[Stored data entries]
╔══
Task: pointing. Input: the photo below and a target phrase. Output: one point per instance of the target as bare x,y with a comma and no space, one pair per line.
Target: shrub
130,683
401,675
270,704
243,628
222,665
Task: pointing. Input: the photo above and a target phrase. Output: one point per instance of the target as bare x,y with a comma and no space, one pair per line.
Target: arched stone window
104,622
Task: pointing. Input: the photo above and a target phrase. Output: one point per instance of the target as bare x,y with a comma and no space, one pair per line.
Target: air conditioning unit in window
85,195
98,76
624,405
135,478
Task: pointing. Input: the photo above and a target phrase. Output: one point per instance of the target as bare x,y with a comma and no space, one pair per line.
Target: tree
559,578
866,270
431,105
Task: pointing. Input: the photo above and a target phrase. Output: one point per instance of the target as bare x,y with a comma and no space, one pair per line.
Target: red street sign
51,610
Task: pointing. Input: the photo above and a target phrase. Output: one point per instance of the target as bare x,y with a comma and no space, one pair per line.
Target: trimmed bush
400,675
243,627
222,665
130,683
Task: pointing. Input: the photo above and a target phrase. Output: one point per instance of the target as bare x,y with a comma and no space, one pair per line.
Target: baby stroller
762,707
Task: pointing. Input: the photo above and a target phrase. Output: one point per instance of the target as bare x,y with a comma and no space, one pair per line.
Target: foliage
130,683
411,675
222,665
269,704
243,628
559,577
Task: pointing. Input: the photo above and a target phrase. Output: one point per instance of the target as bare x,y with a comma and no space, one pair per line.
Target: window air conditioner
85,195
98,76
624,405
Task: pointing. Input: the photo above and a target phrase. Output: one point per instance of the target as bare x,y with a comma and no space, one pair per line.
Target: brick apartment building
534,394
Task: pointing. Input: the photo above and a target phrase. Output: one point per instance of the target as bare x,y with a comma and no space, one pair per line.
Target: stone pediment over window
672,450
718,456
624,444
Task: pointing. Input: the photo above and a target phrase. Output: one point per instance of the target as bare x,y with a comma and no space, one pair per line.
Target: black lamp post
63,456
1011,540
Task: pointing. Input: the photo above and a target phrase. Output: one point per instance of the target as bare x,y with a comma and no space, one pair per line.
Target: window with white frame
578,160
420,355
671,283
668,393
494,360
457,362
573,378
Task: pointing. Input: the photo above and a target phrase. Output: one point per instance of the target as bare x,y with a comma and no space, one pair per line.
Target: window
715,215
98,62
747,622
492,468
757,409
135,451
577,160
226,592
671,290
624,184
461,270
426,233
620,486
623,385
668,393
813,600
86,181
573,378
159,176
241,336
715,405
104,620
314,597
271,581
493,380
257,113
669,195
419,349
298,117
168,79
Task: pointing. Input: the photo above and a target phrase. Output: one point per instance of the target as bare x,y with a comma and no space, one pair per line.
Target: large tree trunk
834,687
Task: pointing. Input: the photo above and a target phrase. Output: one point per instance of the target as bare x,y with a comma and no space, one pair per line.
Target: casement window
╚══
- [EXERCISE BRIEF]
So that nothing is lost, write out each record exactly as it appears above.

- [TASK OUTPUT]
Task: pointing. Input: the photo below and a target phrase. Output: one point per instance of the target as bare x,y with a comma and no space, one pair per line.
Target: shrub
130,683
401,675
270,704
243,628
222,665
Task: pointing. Input: the photo above and a target phrase. Output: one point per instance of the target as bare x,y with a comma and no space, one pair per line.
Target: arched stone window
104,622
Task: pointing. Input: the photo above and a target phrase. Output: one point per instance of the target as bare x,y with a comma and no space, one pair per line.
Target: air conditioning unit in window
85,195
98,76
624,405
135,478
Task: pointing. Input: the photo above and a target phrase. Output: one point per instance of the target as bare x,y with a comma and no space, one pair per line.
Target: tree
559,578
866,270
431,105
Task: pointing. Input: the photo above and a target phrase. Output: one point per instance of the target as bare x,y with a comma and no space, one pair per line.
Target: red street sign
51,610
Task: pointing. Input: the photo above and a target phrase. Output: one point per instance of the target as bare x,y with a comma and no space, one pair per line.
Target: trimmed bush
400,675
243,627
222,665
130,683
Task: pointing. Input: the photo above and a target phrase. Output: one point per instance of the target as bare x,y with a comma and no space, one pair per line.
Target: baby stroller
762,707
Task: pointing. Input: the photo above and a target phrase. Output: one point per instance of the target as bare x,y with a comma and no space, one pair per line.
Target: foliage
130,683
411,675
222,665
269,704
243,628
559,577
Task: pointing. Input: the photo above and a target phrase. Output: one point per instance of the target as bare x,y with a comma and no space, one pair per line.
Target: window air conditioner
85,195
98,76
624,405
Task: pointing. Input: the photo above and a target phrase. Output: one point per instance of the target as bare x,y with a comma and no space, one pair per line.
Target: brick apartment building
534,394
Task: pointing. Input: the photo above and a target phrase. Output: one point per instance of the target as bare x,y with a comma and no space, one pair per line.
Target: stone pediment over window
672,450
718,456
624,444
Task: pointing. Input: the photo above and a target phrase. Output: one point per instance of the target as bare x,y with a comma and no space, one pair per line.
Target: black lamp post
63,456
1011,540
Task: pointing. Input: the photo above and a target phrase. Output: one point per instance of the target as bare x,y with a comma and no space, one pair per line.
Target: window with white frame
578,160
420,355
671,283
668,393
494,360
457,362
573,378
Task: pointing. Input: the photo above and a target phrase. Output: one point per instance of the target as bare x,y with a comma and no space, one pair per line.
Target: window
715,215
98,62
747,622
492,468
757,409
135,451
577,160
226,592
671,290
624,184
461,270
426,233
620,486
623,385
668,393
813,600
86,181
573,378
159,176
241,336
715,405
104,620
314,597
271,581
493,380
257,113
669,195
419,349
298,117
168,79
Task: pointing. Input: the photo above and a target phrase. Output: one point per instance of the target as bare x,y with a comma and no space, one pair per line.
Target: large tree trunk
834,687
Task: pointing. Input: the photo above and a target phrase. Output: one point per instance of the target as bare x,y with a comma and no space, one pair per line.
Target: casement window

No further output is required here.